Task requirements. In the output, include exactly the lines from the beginning of the records up to and including the one that contains "If you could tag the green", and leave out the pictures.

◇ ◇ ◇ ◇ ◇ ◇ ◇

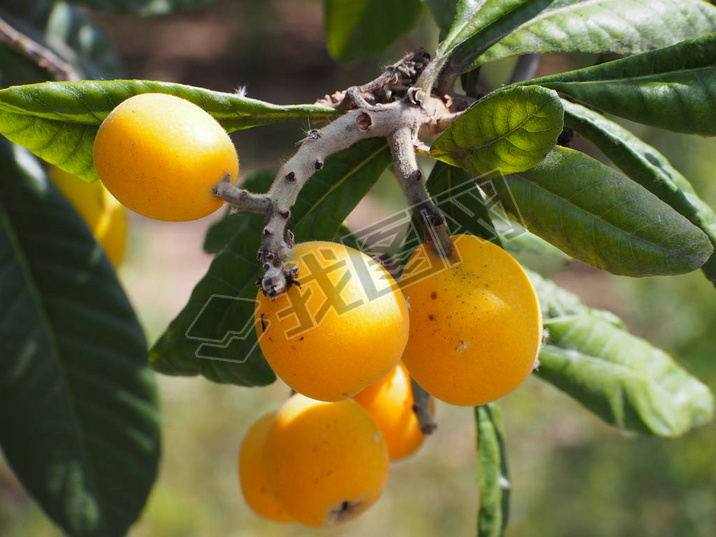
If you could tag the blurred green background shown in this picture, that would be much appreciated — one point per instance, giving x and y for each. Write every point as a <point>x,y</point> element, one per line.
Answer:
<point>572,475</point>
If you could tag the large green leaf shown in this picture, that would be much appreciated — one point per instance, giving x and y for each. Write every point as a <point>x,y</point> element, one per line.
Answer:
<point>597,215</point>
<point>508,131</point>
<point>493,476</point>
<point>367,27</point>
<point>214,334</point>
<point>469,210</point>
<point>58,121</point>
<point>645,165</point>
<point>144,8</point>
<point>443,13</point>
<point>672,88</point>
<point>455,193</point>
<point>477,24</point>
<point>607,26</point>
<point>79,422</point>
<point>66,31</point>
<point>623,379</point>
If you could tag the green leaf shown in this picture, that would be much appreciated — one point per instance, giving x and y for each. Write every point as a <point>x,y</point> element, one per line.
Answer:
<point>455,193</point>
<point>221,233</point>
<point>214,333</point>
<point>597,215</point>
<point>507,131</point>
<point>493,475</point>
<point>672,88</point>
<point>478,24</point>
<point>607,26</point>
<point>648,167</point>
<point>621,378</point>
<point>66,31</point>
<point>79,422</point>
<point>58,121</point>
<point>144,8</point>
<point>367,27</point>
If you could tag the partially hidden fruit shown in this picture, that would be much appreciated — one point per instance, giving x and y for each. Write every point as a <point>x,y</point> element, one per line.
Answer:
<point>258,495</point>
<point>103,214</point>
<point>475,322</point>
<point>160,156</point>
<point>389,401</point>
<point>326,462</point>
<point>341,329</point>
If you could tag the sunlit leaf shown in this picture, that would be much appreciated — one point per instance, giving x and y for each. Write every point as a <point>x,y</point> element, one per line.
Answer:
<point>607,26</point>
<point>597,215</point>
<point>214,334</point>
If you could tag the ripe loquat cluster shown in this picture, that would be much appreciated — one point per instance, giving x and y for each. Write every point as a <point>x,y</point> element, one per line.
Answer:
<point>343,334</point>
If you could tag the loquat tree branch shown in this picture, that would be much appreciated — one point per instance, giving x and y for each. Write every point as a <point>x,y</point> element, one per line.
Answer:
<point>38,54</point>
<point>421,409</point>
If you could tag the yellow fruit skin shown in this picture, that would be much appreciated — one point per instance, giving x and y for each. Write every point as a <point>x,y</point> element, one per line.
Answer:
<point>389,401</point>
<point>475,328</point>
<point>105,216</point>
<point>327,462</point>
<point>160,155</point>
<point>318,351</point>
<point>260,498</point>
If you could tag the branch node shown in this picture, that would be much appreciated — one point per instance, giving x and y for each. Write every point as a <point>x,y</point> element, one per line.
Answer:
<point>364,121</point>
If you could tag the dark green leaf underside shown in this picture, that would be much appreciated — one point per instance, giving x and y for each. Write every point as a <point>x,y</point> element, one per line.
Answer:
<point>597,215</point>
<point>79,422</point>
<point>508,131</point>
<point>493,477</point>
<point>478,25</point>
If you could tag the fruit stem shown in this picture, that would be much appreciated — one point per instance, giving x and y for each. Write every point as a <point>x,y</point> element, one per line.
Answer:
<point>400,121</point>
<point>402,144</point>
<point>421,408</point>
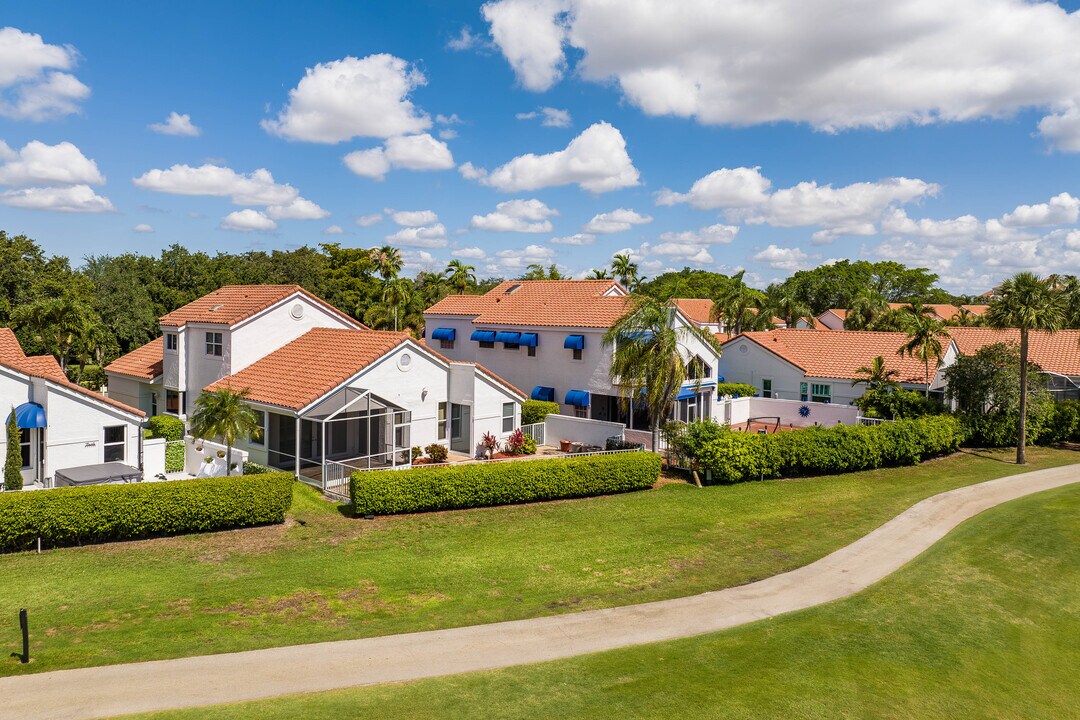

◇ ◇ ◇ ◇ ◇ ◇ ◇

Expected answer.
If you could tag the blurred green background shown in this picture, that would be much appreciated — one point per instance, giving x and y for each. Write every point as a <point>x,y</point> element, one per line.
Answer:
<point>572,475</point>
If you could tag the large green leaf shown in this picture, that would be much appreciated — one point per instance, giving x and y for each. Write every point as a <point>x,y</point> element, one per line.
Answer:
<point>597,215</point>
<point>508,131</point>
<point>493,476</point>
<point>367,27</point>
<point>214,334</point>
<point>469,210</point>
<point>58,121</point>
<point>645,165</point>
<point>144,8</point>
<point>443,13</point>
<point>672,88</point>
<point>455,193</point>
<point>477,24</point>
<point>607,26</point>
<point>79,422</point>
<point>66,31</point>
<point>623,379</point>
If you could tag the green leaf shown in this picture, that would be much appreciated — one point per instance, giving x and y for each. Write every point as a <point>x,y</point> element, one per line.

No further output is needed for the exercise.